## What you will do
[A] In the text on extreme clarity, condense the paragraph that opens "Communicating the progress of a product team" into a short bulleted list that keeps its main facts.
[B] Reproduce, word for word, everything in the text on extreme clarity from "Extreme Clarity helps" down to "what’s going on.".

## Given text
****************

Communicating with Extreme Clarity
Communicating something in a way that leaves no ambiguity in the mind of the reader such that all readers ultimately leave with the same understanding
TL;DR:
Extreme Clarity means communicating something in a way that leaves no ambiguity in the mind of the reader such that all readers ultimately leave with the same understanding.
Extreme Clarity helps prevent misunderstandings, conflict, overlaps, or gaps in execution, and thus the time wasted resolving those issues.
Shorter is generally (but not always) better. Avoid acronyms. Use numbered lists. Deep link. Use absolute numbers along with percentages. Qualify your units. Highlight changes in state. Proof read before sending.
Note: This blog is a version of a post I shared internally at Meta that’s received over 520 likes, 66 comments and 73 shares. People ping me several times a week to tell me they’ve found it useful, so I thought I’d share it here too.
Communicating the progress of a product team is an essential part of a PM’s job. Leaders and stakeholders need to understand your progress and your problems. You need their support and guidance. Success depends on everyone having the same understanding of what’s going on.
But in complex areas (like, say, a high-scale digital product), it’s easy to get lost in the details. This is bad. How can leadership help you if they don’t understand what’s happening? How can teams make decisions if different people have a different understanding of the situation?
In my old org at Meta, we about striving for “extreme clarity” in how we communicate. There’s strong culture of ensuring documents and decks are written in a way that enables people to really understand the details of something, especially if they’re not steeped in the context.

****************

## Stored rows
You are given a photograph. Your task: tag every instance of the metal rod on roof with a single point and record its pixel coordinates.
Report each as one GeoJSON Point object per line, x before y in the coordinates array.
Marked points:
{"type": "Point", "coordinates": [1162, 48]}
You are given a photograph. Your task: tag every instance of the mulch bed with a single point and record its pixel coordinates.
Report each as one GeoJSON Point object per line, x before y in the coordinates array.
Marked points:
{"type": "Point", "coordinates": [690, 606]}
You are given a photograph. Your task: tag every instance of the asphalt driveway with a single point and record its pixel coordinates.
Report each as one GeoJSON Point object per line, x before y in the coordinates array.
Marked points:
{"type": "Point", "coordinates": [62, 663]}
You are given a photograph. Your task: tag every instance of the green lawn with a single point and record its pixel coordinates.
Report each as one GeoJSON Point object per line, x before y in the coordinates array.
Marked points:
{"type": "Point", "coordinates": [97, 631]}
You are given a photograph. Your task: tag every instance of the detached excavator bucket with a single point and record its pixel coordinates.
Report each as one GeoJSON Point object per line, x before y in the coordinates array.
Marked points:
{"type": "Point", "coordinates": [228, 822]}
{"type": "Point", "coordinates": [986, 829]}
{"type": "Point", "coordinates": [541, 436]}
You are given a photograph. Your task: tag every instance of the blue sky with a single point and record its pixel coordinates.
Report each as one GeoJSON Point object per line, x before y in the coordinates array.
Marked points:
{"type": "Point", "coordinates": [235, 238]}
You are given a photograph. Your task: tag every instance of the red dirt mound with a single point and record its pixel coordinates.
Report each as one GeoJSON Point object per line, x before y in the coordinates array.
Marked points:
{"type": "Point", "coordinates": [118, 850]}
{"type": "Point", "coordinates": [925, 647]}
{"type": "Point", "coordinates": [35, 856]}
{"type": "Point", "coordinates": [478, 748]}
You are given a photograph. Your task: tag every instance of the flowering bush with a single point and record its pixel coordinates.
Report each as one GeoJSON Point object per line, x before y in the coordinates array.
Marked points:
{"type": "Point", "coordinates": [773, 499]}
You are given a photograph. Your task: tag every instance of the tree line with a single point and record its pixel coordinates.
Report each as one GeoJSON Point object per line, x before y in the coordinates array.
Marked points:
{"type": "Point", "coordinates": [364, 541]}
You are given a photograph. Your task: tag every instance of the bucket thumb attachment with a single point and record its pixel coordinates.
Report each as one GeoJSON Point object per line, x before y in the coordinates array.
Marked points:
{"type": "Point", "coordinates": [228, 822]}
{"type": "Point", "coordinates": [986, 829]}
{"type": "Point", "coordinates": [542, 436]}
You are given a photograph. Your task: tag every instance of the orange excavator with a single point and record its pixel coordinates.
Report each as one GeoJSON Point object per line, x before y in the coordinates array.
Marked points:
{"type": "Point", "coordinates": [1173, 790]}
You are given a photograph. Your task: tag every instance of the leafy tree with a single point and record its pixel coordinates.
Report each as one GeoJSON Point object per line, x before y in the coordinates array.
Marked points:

****************

## Task-by-task solutions
[A]
- Communicating a product team's progress is an essential part of a PM's job.
- Leaders and stakeholders need to understand both the progress and the problems.
- The PM needs their support and guidance.
- Success depends on everyone sharing the same understanding of what's going on.

[B]
Extreme Clarity helps prevent misunderstandings, conflict, overlaps, or gaps in execution, and thus the time wasted resolving those issues.
Shorter is generally (but not always) better. Avoid acronyms. Use numbered lists. Deep link. Use absolute numbers along with percentages. Qualify your units. Highlight changes in state. Proof read before sending.
Note: This blog is a version of a post I shared internally at Meta that’s received over 520 likes, 66 comments and 73 shares. People ping me several times a week to tell me they’ve found it useful, so I thought I’d share it here too.
Communicating the progress of a product team is an essential part of a PM’s job. Leaders and stakeholders need to understand your progress and your problems. You need their support and guidance. Success depends on everyone having the same understanding of what’s going on.